→ **WORK INSTRUCTIONS**: Copy, word for word, the opening line of the data and each line after it until the line that contains "positive clicks: (177, 52)", which is included. Leave the pictures out.
┄┄┄┄┄┄┄┄┄┄
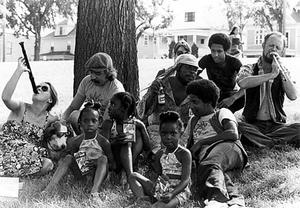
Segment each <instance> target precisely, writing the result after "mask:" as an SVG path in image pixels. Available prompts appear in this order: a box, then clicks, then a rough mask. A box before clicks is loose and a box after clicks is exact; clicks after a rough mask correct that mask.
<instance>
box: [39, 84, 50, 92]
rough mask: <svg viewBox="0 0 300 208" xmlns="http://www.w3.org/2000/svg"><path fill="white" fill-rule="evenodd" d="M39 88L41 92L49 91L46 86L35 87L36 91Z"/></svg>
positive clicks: (39, 86)
mask: <svg viewBox="0 0 300 208" xmlns="http://www.w3.org/2000/svg"><path fill="white" fill-rule="evenodd" d="M39 88H41V89H42V91H43V92H47V91H48V89H49V87H48V86H46V85H37V86H36V89H39Z"/></svg>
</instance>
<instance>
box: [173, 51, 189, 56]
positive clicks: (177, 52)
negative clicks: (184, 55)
mask: <svg viewBox="0 0 300 208" xmlns="http://www.w3.org/2000/svg"><path fill="white" fill-rule="evenodd" d="M186 53H187V52H184V51H178V52H177V53H176V54H177V56H180V55H182V54H186Z"/></svg>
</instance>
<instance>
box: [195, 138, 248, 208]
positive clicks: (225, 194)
mask: <svg viewBox="0 0 300 208" xmlns="http://www.w3.org/2000/svg"><path fill="white" fill-rule="evenodd" d="M243 167H244V156H243V154H242V151H241V149H240V148H239V147H238V146H237V145H236V144H235V143H234V142H222V143H219V144H217V145H216V146H215V147H214V148H213V149H211V151H210V152H209V153H208V154H207V156H206V157H205V158H204V159H203V160H202V161H200V163H199V167H198V169H197V182H196V185H197V189H198V193H199V195H200V198H203V199H208V200H211V199H215V200H216V201H219V202H227V204H229V205H232V204H238V205H240V206H245V202H244V197H243V196H242V195H241V194H239V192H238V190H237V188H236V187H235V186H234V184H233V182H232V180H231V174H230V173H231V172H232V171H233V170H238V169H242V168H243Z"/></svg>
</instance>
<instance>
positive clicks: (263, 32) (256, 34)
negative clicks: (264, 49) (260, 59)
mask: <svg viewBox="0 0 300 208" xmlns="http://www.w3.org/2000/svg"><path fill="white" fill-rule="evenodd" d="M265 34H266V31H265V30H263V29H260V30H256V31H255V45H261V44H262V43H263V42H264V37H265Z"/></svg>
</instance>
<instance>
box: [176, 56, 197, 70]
mask: <svg viewBox="0 0 300 208" xmlns="http://www.w3.org/2000/svg"><path fill="white" fill-rule="evenodd" d="M177 64H187V65H190V66H194V67H197V68H198V60H197V59H196V57H195V56H194V55H192V54H182V55H180V56H178V57H177V58H176V59H175V65H177Z"/></svg>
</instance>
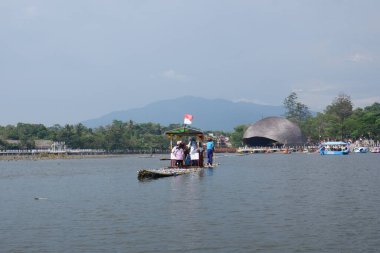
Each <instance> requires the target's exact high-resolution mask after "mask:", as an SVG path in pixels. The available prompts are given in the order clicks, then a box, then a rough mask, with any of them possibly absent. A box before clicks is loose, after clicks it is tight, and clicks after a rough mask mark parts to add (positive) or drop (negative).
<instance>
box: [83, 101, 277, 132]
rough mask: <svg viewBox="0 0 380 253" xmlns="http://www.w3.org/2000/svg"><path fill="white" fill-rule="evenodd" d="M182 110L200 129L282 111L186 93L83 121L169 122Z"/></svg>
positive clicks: (228, 127) (226, 124) (167, 124)
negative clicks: (188, 94) (177, 96)
mask: <svg viewBox="0 0 380 253" xmlns="http://www.w3.org/2000/svg"><path fill="white" fill-rule="evenodd" d="M185 113H189V114H192V115H193V116H194V119H193V124H194V126H197V127H199V128H201V129H203V130H221V131H233V129H234V128H235V127H236V126H238V125H247V124H251V123H254V122H256V121H257V120H260V119H262V118H263V117H269V116H281V115H283V114H284V108H283V107H282V106H270V105H259V104H255V103H251V102H233V101H230V100H226V99H221V98H213V99H211V98H201V97H196V96H190V95H187V96H182V97H178V98H174V99H167V100H160V101H156V102H153V103H150V104H148V105H146V106H144V107H141V108H134V109H129V110H122V111H114V112H111V113H108V114H106V115H104V116H102V117H99V118H97V119H91V120H86V121H83V122H82V123H83V124H84V125H85V126H87V127H93V128H94V127H99V126H105V125H109V124H111V123H112V121H113V120H121V121H124V122H125V121H129V120H132V121H134V122H137V123H146V122H153V123H159V124H161V125H169V124H172V123H174V124H178V123H182V122H183V116H184V115H185Z"/></svg>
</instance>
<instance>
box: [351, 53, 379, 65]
mask: <svg viewBox="0 0 380 253" xmlns="http://www.w3.org/2000/svg"><path fill="white" fill-rule="evenodd" d="M372 60H373V57H372V56H371V55H369V54H365V53H354V54H352V55H350V56H349V61H351V62H354V63H366V62H372Z"/></svg>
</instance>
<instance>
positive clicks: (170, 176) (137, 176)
mask: <svg viewBox="0 0 380 253" xmlns="http://www.w3.org/2000/svg"><path fill="white" fill-rule="evenodd" d="M202 169H203V168H201V167H195V168H186V169H185V168H161V169H142V170H139V171H137V179H139V180H143V179H156V178H160V177H172V176H179V175H183V174H190V173H194V172H198V171H201V170H202Z"/></svg>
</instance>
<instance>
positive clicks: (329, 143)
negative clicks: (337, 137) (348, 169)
mask: <svg viewBox="0 0 380 253" xmlns="http://www.w3.org/2000/svg"><path fill="white" fill-rule="evenodd" d="M349 152H350V149H349V147H348V143H347V142H343V141H329V142H324V143H322V144H321V147H320V148H319V153H320V154H321V155H348V154H349Z"/></svg>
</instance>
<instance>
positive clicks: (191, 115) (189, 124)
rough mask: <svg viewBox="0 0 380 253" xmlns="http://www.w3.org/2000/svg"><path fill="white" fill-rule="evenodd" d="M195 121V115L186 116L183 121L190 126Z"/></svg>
mask: <svg viewBox="0 0 380 253" xmlns="http://www.w3.org/2000/svg"><path fill="white" fill-rule="evenodd" d="M192 120H193V115H190V114H185V119H184V120H183V124H185V125H190V124H191V121H192Z"/></svg>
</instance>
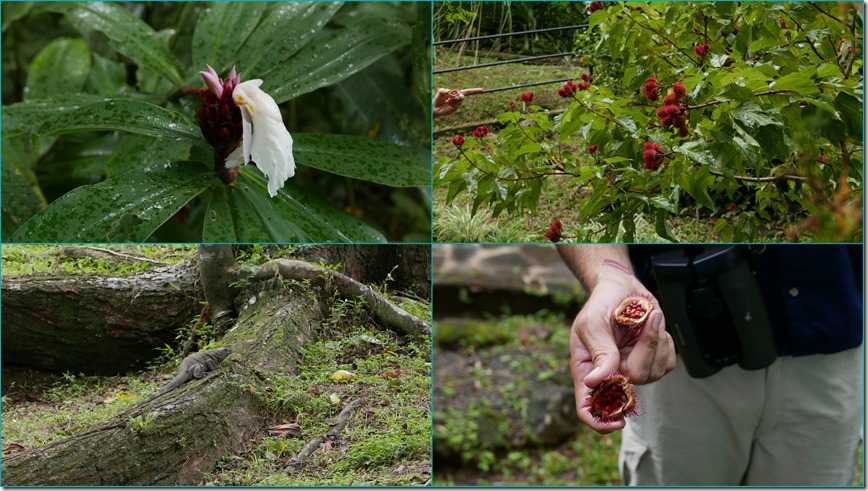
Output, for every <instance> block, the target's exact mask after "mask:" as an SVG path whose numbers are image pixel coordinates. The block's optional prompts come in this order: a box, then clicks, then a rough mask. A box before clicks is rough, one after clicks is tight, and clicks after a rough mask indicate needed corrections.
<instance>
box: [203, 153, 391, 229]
mask: <svg viewBox="0 0 868 491" xmlns="http://www.w3.org/2000/svg"><path fill="white" fill-rule="evenodd" d="M267 186H268V180H267V178H266V177H265V176H264V175H263V174H262V172H260V171H259V169H257V168H256V167H254V166H249V165H248V166H243V167H242V168H241V170H240V172H239V173H238V180H237V181H236V182H235V184H233V185H232V189H231V191H227V192H224V193H221V192H220V191H219V190H215V192H214V194H213V195H212V197H211V201H210V203H209V206H208V210H207V211H206V216H205V222H206V223H205V227H204V233H203V235H202V241H203V242H224V241H226V242H256V241H259V240H261V239H262V237H264V236H267V237H268V238H269V240H263V241H275V242H278V241H285V242H297V241H307V242H385V240H386V239H385V237H383V235H382V234H380V233H379V232H378V231H377V230H375V229H374V228H373V227H371V226H369V225H368V224H366V223H365V222H363V221H361V220H359V219H358V218H355V217H353V216H352V215H350V214H349V213H347V212H345V211H344V210H342V209H341V208H340V207H338V206H337V205H334V204H332V203H329V202H328V201H326V200H324V199H323V198H322V197H321V196H319V195H317V194H316V193H315V192H310V191H308V190H307V189H305V188H303V187H301V186H298V185H296V184H294V183H293V182H292V180H289V181H287V183H286V184H285V185H284V187H283V188H282V189H280V190H279V191H278V195H277V196H276V197H274V198H271V197H270V196H269V195H268V190H267ZM209 220H213V223H211V224H209V223H208V221H209ZM242 221H247V222H248V223H241V222H242ZM291 236H295V237H296V238H295V239H292V238H291ZM283 239H290V240H283Z"/></svg>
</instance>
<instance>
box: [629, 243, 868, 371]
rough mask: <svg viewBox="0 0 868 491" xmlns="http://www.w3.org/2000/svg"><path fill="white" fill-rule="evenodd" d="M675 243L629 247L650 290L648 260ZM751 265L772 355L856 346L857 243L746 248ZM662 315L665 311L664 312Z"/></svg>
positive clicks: (862, 333)
mask: <svg viewBox="0 0 868 491" xmlns="http://www.w3.org/2000/svg"><path fill="white" fill-rule="evenodd" d="M677 247H681V248H683V249H685V250H688V251H692V252H693V253H696V252H697V251H699V250H701V248H702V247H703V246H696V245H690V246H657V245H635V246H630V258H631V260H632V261H633V266H634V268H635V270H636V276H637V277H638V278H639V279H640V280H641V281H642V283H644V284H645V285H646V286H648V287H649V288H648V289H649V290H650V291H651V292H652V293H654V291H655V288H654V282H653V279H652V278H651V275H650V258H651V257H652V256H653V255H654V254H659V253H660V252H663V251H664V250H668V249H671V248H677ZM751 250H752V251H755V252H757V253H756V254H751V256H752V257H753V261H752V264H753V266H754V268H755V271H756V278H757V281H758V282H759V285H760V289H761V290H762V291H763V299H764V300H765V303H766V309H767V310H768V313H769V318H770V319H771V322H772V328H773V329H774V333H775V341H776V343H777V350H778V355H794V356H800V355H812V354H818V353H837V352H839V351H844V350H846V349H850V348H854V347H856V346H859V345H860V344H862V337H863V332H862V331H863V330H862V308H863V305H862V297H863V295H862V270H863V269H862V262H863V259H862V251H863V249H862V245H837V244H826V245H821V244H774V245H765V246H763V245H756V246H751ZM664 314H665V312H664Z"/></svg>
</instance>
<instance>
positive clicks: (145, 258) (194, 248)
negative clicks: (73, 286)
mask: <svg viewBox="0 0 868 491" xmlns="http://www.w3.org/2000/svg"><path fill="white" fill-rule="evenodd" d="M61 247H66V246H60V245H36V244H27V245H15V244H10V245H5V244H4V245H3V247H2V252H3V267H2V271H3V276H4V277H6V276H18V275H23V274H34V273H56V272H66V273H71V274H72V273H74V274H82V273H103V274H105V273H108V274H113V275H128V274H133V273H141V272H144V271H147V270H149V269H154V268H156V267H159V266H161V265H160V264H154V263H149V262H142V261H123V262H114V261H106V260H103V259H93V258H71V257H69V256H65V255H59V254H58V250H59V249H60V248H61ZM80 247H83V248H85V249H86V248H92V247H93V246H87V245H84V246H80ZM99 249H107V250H110V251H113V252H117V253H122V254H128V255H131V256H135V257H139V258H145V259H150V260H152V261H159V262H161V263H165V264H176V263H179V262H181V261H183V260H185V259H190V258H192V257H193V256H194V255H195V253H196V246H194V245H110V246H99ZM165 264H164V265H165Z"/></svg>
┄┄┄┄┄┄┄┄┄┄
→ **REPLY**:
Segment each <instance> target precisely, writing the result after "mask:" as an SVG path in image pixels. Available prompts appear in this order: a box, then clicks, then a rough mask. A box before clicks is loose and a box after clicks is exact; clicks after a rough mask correct that mask.
<instance>
box: [39, 84, 50, 92]
rough mask: <svg viewBox="0 0 300 208" xmlns="http://www.w3.org/2000/svg"><path fill="white" fill-rule="evenodd" d="M39 88L41 92L49 91L46 86L35 87L36 91Z"/></svg>
positive clicks: (39, 86)
mask: <svg viewBox="0 0 300 208" xmlns="http://www.w3.org/2000/svg"><path fill="white" fill-rule="evenodd" d="M39 88H41V89H42V91H43V92H47V91H48V89H49V87H48V86H46V85H37V86H36V89H39Z"/></svg>
</instance>
<instance>
box: [173, 51, 189, 56]
positive clicks: (177, 52)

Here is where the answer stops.